Die präparierten technischen Substrate verbinden diese Projektgruppe direkt mit den eher medizinisch orientierten Vorhaben, in denen nanoskalig funktionalisierte Grenzflächen spezifisch mit ganzen Zellen interagieren (A2, A7, A8). Dies führt zu einer innigen Vernetzung der Mikro-/Nanosystem-orientierten Arbeiten mit denen rund um biokompatible Nanomaterialien und -strukturen. Seine besondere Relevanz erhält dieses Thema durch immense Fortschritte und neue Erkenntnisse zu Gewebeersatz- und Stütz-Implantaten. Bisher unberücksichtigte Aspekte spezifischer Unterschiede zwischen einzelnen Zelltypen und Lebensstadien (A2) und deren mechanische Reaktion auf verschiedenartig nanostrukturierte Adhäsionsflächen (A7) werden mit neuer Methodik untersucht, die den Einsatz nanopartikulärer Fluoreszenzsonden einschließt. Die spezifisch modifizierten hydrophoben und hydrophilen Oberflächen, wie oben beschrieben z.T. mit spezifischen Liganden und Goldarealen (A2, A7) versehen, offerieren viele direkte Kooperationsmöglichkeiten mit Partnerprojekten im Bereich A. Ein Projekt (A8) wagt sogar den Schritt in Richtung funktionell miteinander verbundener lebender Zellen und technischer Funktionseinheiten: Ziel sind flächige Elektroden mit nanoskaligen Spikes, die in Zellkulturen und ggf. später als Gewebeimplantate ins Zellinnere inseriert Strom erzeugen, z.B. zum Betrieb von Herzschrittmachern oder Insulinpumpen.

• **Anforderung 1**: Welche zwei Beispiele nennt der Textauszug über nanostrukturierte Grenzflächen dafür, wofür der von den Elektroden erzeugte Strom genutzt werden könnte?
• **Anforderung 2**: Setze den Textauszug über nanostrukturierte Grenzflächen nach seinem letzten Satz fort.

• **Untersuchte Daten**:

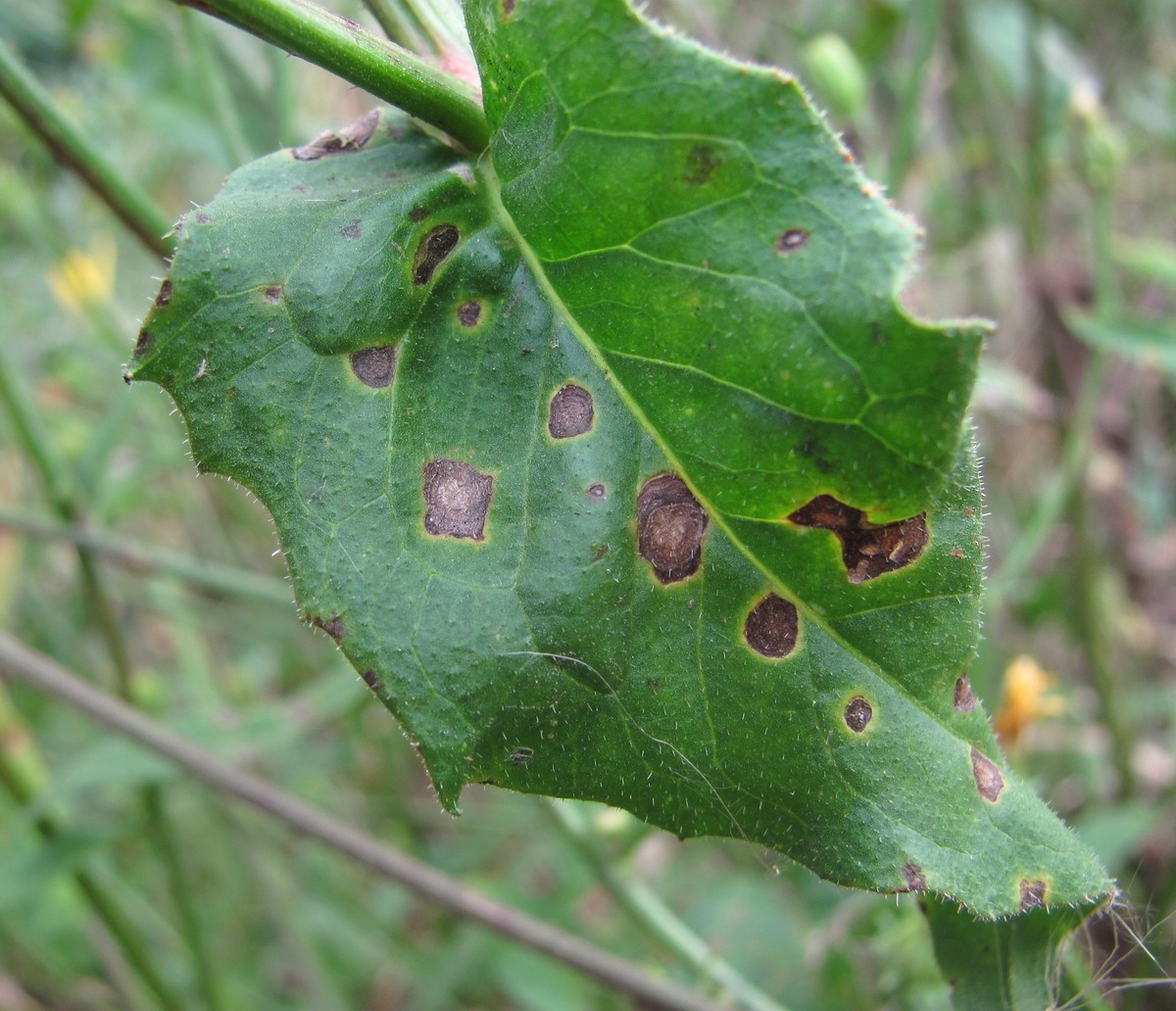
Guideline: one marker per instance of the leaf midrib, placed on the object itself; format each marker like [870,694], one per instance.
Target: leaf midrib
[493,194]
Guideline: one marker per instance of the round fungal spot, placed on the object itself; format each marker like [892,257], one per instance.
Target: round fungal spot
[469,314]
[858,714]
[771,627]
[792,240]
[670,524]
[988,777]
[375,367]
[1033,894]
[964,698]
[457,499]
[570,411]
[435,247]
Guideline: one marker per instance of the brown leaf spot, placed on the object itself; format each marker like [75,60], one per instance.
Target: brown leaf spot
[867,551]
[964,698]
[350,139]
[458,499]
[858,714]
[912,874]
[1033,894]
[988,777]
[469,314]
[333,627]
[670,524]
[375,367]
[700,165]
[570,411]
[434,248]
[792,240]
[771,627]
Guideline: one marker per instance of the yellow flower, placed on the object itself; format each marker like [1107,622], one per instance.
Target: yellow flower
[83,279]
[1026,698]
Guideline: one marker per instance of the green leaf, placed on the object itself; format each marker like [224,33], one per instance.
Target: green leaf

• **Endgültige Antwort 1**: Für den Betrieb von Herzschrittmachern oder Insulinpumpen.

• **Endgültige Antwort 2**:
Die somit im Kompetenznetz „KFN“ vereinigte und im Bereich A besonders große Spannbreite an chemisch-physikalischen und biologischen Präparationsverfahren erfordert entsprechend sorgfältige Qualitätskontrollen aller Teilschritte auf Struktur, Zusammensetzung und ggf. Aktivität und Viabilität (A2, A7, A8) der jeweils erzeugten Produkte. Am Ende stehen stets eingehende quali- und quantitative Funktionsstudien der bio/anorganischen Hybrid- und Komposit-Anordnungen. Hier profitieren die Projektnehmer in besonderem Maße von der bewährten engen Kooperation und räumlichen Nähe im KFN, da für nahezu alle Teilvorhaben auch Analysetechniken anderer Partner zusätzliche Informationen und damit grundsätzlich neue Erkenntnisse liefern können. Auf dem biologischen Sektor reichen die Untersuchungsmöglichkeiten von der molekularbiologischen, biochemischen und biophysikalischen Nukleinsäure- und Proteinanalytik (bes. A3, A6) über bildgebende und dynamische Verfahren bis hin zur Erfassung diverser Zellparameter (bes. A2, A7, A8). Die synthetischen bzw. anorganischen Bestandteile der neuen Produkte werden durch modernste, oft höchstauflösende Analysemethoden der Physik, Chemie und verschiedenste Mikroskopietechniken charakterisiert, wobei letztere interessante Querschnittsaufgaben für die verschiedenen Materialtypen einnehmen und daher in mehreren Spielarten genutzt werden können.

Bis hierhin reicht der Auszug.